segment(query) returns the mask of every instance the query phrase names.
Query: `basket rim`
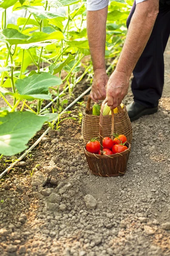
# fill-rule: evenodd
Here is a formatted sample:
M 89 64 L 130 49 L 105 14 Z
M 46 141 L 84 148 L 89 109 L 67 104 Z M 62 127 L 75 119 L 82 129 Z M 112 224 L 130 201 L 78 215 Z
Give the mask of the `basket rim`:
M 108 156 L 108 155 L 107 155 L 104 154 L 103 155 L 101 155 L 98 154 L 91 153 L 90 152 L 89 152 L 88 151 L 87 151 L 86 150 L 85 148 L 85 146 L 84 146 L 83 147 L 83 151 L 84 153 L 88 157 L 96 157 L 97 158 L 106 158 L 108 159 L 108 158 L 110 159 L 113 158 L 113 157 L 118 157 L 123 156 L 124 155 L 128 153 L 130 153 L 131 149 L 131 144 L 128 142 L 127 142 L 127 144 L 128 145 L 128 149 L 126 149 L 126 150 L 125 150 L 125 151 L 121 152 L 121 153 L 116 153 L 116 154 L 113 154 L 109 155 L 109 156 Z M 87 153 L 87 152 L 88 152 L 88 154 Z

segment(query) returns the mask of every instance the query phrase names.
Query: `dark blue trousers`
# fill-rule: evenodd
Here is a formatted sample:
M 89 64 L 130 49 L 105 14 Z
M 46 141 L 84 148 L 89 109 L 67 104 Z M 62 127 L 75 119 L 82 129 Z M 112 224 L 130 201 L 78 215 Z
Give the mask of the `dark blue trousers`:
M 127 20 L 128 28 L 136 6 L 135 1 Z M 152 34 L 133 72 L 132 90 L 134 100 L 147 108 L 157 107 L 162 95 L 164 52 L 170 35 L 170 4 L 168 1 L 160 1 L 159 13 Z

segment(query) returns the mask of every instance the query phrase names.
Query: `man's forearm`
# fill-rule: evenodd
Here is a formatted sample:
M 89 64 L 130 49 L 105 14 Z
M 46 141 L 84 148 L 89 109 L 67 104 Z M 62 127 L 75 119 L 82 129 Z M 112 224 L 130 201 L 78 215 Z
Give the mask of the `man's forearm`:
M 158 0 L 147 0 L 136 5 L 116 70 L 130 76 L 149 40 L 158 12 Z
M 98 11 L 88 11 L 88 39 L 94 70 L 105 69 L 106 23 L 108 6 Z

══════

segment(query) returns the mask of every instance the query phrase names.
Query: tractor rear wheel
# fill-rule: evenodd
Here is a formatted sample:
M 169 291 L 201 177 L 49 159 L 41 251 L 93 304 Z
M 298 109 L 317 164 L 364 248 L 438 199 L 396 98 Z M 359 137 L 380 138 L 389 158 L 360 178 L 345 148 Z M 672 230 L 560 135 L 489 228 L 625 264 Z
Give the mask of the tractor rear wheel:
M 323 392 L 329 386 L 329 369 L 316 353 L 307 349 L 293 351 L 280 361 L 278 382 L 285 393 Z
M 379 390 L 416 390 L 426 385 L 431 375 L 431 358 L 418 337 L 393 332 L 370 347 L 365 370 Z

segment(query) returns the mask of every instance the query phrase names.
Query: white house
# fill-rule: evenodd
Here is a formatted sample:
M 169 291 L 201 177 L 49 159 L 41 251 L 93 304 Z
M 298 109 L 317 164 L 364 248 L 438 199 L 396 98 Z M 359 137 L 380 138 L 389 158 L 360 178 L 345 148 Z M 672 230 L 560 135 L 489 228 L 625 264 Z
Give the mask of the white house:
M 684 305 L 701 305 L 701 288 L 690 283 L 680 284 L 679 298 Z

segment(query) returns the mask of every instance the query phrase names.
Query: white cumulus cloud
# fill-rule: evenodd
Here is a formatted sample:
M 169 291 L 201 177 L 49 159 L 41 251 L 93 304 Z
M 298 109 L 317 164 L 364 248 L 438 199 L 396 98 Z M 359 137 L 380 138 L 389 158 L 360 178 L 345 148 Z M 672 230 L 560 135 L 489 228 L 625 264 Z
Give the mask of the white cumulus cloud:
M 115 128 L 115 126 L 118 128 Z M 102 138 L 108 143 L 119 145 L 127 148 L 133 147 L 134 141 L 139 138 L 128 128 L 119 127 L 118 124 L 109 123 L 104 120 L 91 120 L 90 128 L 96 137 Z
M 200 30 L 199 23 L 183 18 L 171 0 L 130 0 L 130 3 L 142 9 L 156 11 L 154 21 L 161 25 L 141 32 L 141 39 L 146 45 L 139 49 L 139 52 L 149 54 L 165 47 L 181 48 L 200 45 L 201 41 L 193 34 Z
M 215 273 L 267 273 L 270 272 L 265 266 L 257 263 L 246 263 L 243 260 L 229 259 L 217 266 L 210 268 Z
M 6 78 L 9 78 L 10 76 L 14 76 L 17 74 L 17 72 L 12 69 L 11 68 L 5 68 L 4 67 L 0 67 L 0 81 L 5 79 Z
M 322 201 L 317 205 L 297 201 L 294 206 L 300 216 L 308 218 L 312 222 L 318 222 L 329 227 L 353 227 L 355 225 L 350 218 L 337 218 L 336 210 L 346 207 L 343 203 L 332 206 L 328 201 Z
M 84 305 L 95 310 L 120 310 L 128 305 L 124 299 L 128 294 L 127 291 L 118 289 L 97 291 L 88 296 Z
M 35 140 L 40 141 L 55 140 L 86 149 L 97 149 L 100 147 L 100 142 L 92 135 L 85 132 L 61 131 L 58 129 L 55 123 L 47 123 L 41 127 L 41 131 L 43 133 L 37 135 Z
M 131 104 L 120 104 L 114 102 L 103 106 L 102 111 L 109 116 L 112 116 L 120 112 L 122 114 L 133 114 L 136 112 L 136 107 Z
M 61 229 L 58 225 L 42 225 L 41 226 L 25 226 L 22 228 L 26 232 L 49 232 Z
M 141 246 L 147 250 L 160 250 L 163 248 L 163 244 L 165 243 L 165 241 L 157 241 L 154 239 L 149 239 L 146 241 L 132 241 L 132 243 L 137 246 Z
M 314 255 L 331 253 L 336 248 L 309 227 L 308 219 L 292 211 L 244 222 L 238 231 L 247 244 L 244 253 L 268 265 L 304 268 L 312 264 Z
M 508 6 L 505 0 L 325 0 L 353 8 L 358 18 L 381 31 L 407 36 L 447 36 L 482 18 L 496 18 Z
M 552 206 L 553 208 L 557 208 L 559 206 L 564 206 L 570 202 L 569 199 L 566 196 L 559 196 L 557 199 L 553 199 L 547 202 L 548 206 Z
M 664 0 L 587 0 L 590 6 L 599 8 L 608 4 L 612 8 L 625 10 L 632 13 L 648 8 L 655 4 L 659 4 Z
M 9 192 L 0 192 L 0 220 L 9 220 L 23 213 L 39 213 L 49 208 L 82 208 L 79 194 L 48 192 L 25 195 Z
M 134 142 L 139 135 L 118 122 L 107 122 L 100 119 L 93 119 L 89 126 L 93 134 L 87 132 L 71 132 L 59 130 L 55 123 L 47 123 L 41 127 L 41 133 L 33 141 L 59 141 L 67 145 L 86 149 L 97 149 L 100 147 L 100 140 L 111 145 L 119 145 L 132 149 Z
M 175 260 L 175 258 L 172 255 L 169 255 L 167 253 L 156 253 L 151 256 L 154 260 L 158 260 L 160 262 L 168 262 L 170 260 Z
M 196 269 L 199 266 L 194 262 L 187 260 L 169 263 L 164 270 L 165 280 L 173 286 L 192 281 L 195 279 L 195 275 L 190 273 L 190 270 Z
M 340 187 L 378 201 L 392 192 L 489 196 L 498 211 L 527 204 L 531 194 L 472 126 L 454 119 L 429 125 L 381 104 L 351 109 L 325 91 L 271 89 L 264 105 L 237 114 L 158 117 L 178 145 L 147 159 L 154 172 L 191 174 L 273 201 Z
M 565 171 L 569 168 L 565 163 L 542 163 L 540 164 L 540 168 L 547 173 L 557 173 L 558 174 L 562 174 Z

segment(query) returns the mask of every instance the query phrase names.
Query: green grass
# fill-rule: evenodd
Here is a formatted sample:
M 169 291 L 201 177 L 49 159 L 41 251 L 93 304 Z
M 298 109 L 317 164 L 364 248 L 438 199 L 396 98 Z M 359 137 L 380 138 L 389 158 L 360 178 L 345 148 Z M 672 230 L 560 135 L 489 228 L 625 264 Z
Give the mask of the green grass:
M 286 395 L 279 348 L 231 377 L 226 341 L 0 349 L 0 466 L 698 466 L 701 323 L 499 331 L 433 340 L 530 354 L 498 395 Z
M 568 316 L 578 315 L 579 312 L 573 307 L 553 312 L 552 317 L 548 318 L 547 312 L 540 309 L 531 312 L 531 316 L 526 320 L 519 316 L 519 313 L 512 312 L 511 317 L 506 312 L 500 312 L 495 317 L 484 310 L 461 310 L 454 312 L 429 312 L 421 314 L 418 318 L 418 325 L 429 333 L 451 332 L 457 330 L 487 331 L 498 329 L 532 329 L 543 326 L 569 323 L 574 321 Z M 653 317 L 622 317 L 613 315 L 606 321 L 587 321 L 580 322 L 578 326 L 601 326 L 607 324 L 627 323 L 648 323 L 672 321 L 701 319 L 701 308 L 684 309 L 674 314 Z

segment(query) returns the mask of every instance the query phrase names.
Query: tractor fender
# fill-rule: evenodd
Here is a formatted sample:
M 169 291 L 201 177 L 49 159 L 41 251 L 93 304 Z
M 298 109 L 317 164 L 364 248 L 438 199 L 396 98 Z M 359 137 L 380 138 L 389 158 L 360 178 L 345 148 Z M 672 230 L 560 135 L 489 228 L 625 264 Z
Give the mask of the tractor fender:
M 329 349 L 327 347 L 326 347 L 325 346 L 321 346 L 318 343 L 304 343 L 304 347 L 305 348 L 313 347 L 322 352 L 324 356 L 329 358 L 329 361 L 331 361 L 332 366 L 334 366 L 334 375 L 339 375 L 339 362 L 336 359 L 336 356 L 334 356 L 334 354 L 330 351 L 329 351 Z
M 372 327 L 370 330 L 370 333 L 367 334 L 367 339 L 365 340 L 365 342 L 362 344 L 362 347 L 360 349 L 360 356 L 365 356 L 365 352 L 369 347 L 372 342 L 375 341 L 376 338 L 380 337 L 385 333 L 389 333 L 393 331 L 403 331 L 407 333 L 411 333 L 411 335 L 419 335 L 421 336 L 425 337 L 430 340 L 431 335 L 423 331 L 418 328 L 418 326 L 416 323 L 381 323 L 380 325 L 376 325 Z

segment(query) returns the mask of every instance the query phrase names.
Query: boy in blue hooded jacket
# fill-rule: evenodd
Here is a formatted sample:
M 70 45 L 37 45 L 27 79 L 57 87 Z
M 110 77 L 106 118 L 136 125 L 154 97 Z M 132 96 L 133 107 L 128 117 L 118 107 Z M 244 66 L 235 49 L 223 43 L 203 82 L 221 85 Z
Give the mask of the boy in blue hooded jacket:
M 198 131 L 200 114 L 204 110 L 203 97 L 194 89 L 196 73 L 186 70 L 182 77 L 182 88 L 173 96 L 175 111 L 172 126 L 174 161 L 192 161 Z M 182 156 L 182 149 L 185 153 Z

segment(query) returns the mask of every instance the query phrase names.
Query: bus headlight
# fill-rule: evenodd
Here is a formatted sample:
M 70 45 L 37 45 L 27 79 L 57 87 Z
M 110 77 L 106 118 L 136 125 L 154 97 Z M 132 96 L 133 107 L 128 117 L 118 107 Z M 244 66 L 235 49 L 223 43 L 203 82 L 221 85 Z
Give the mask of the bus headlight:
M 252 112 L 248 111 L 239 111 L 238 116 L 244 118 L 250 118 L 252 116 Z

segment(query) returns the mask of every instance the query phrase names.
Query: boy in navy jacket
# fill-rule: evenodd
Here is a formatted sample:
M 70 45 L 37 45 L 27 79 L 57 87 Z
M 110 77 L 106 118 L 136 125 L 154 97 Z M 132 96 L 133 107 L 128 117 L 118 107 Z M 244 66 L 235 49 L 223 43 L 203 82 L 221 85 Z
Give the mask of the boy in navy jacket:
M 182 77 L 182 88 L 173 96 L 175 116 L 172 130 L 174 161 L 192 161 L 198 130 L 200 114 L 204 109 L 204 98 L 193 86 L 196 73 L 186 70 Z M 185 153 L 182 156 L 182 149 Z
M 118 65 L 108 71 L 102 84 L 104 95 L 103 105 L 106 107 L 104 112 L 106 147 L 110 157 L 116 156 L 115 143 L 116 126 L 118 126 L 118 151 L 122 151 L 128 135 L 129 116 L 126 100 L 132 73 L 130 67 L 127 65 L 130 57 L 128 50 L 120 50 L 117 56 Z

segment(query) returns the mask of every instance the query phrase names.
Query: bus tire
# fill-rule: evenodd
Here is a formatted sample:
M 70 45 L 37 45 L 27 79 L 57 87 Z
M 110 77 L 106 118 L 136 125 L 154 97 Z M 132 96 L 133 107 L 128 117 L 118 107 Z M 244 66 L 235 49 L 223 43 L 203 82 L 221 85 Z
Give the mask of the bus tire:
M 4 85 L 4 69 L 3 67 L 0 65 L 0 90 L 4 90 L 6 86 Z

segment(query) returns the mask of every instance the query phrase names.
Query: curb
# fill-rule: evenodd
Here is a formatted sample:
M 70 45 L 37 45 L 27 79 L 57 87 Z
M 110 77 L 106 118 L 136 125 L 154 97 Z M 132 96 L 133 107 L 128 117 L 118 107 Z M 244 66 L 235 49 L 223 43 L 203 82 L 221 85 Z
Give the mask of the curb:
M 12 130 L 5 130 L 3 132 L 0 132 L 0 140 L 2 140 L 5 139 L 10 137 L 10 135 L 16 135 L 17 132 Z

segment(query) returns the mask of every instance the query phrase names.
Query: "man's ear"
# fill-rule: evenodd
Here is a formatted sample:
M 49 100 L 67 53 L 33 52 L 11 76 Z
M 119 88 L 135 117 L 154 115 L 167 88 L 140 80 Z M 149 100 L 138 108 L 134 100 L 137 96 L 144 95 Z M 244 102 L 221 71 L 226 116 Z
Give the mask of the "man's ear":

══════

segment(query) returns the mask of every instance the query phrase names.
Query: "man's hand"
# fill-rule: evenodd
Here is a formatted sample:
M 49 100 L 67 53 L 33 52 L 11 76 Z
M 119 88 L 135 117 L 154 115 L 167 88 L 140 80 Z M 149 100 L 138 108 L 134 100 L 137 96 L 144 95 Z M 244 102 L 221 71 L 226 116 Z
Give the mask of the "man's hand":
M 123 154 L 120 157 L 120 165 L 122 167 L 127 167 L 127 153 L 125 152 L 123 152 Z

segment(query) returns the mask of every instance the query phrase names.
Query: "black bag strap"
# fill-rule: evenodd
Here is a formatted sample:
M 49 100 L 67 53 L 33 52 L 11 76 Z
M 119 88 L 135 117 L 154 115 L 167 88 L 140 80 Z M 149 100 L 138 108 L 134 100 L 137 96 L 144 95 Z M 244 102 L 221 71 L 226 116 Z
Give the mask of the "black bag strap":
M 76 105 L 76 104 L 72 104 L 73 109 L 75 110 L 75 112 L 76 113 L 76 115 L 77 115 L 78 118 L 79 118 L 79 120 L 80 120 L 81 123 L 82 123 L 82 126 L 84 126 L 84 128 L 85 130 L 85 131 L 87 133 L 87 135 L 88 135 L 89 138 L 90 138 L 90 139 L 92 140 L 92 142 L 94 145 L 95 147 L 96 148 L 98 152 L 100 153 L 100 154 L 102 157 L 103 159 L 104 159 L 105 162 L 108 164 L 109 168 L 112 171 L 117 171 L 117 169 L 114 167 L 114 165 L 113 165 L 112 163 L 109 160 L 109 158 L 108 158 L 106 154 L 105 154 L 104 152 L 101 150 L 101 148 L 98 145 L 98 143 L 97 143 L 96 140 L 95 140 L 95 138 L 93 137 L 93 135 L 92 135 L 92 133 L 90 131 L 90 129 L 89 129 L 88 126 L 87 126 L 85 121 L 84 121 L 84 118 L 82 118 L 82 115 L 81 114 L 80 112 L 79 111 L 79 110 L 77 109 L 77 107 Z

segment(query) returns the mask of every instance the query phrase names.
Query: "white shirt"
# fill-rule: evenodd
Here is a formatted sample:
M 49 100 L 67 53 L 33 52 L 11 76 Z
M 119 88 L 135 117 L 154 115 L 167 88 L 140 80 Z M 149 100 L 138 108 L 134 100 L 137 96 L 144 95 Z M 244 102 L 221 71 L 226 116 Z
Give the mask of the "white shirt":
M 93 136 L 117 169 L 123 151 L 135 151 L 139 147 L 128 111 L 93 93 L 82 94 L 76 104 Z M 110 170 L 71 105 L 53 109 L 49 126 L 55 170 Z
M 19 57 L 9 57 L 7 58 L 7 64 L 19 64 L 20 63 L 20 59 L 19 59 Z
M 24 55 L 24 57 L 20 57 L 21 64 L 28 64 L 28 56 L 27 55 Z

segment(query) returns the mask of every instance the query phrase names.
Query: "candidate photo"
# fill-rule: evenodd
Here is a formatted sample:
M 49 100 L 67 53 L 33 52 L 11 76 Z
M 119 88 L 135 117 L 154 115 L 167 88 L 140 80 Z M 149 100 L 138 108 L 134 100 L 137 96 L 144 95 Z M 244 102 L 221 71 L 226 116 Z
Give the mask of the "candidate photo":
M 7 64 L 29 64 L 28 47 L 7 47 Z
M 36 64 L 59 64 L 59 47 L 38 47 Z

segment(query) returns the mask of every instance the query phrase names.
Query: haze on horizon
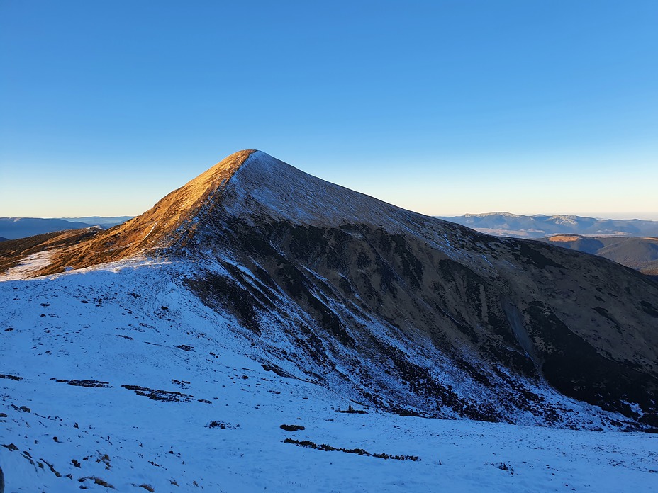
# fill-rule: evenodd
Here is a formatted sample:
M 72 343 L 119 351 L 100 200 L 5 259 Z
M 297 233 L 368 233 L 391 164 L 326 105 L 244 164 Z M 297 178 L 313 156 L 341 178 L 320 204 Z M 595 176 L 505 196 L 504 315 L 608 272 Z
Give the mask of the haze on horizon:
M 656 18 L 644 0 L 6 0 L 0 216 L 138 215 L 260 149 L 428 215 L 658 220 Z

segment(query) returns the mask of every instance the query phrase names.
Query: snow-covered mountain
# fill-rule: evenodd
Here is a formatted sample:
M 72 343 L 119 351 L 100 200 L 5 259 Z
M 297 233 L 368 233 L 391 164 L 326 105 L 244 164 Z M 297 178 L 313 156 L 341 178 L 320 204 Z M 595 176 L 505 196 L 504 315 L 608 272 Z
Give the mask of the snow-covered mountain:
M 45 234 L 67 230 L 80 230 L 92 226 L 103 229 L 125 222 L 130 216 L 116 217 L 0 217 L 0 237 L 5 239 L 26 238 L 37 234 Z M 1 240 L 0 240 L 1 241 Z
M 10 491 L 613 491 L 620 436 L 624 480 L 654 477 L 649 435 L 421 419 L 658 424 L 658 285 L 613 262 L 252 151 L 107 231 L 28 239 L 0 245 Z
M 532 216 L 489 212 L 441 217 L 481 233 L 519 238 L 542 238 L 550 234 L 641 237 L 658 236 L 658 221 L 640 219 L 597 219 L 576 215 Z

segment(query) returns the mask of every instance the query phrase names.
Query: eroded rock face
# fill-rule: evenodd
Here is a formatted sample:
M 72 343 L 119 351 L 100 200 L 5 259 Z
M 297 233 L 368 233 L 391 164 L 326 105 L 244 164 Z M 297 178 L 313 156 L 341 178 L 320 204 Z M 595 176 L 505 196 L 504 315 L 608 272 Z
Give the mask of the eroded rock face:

══════

TASK OBJECTIVE ▸ Report each line of the listing that contains the word "wheel", copying every such line in full. Treat uppercase and lowercase as different.

TASK ANSWER ▸
Query: tractor rear wheel
Give the mask of the tractor rear wheel:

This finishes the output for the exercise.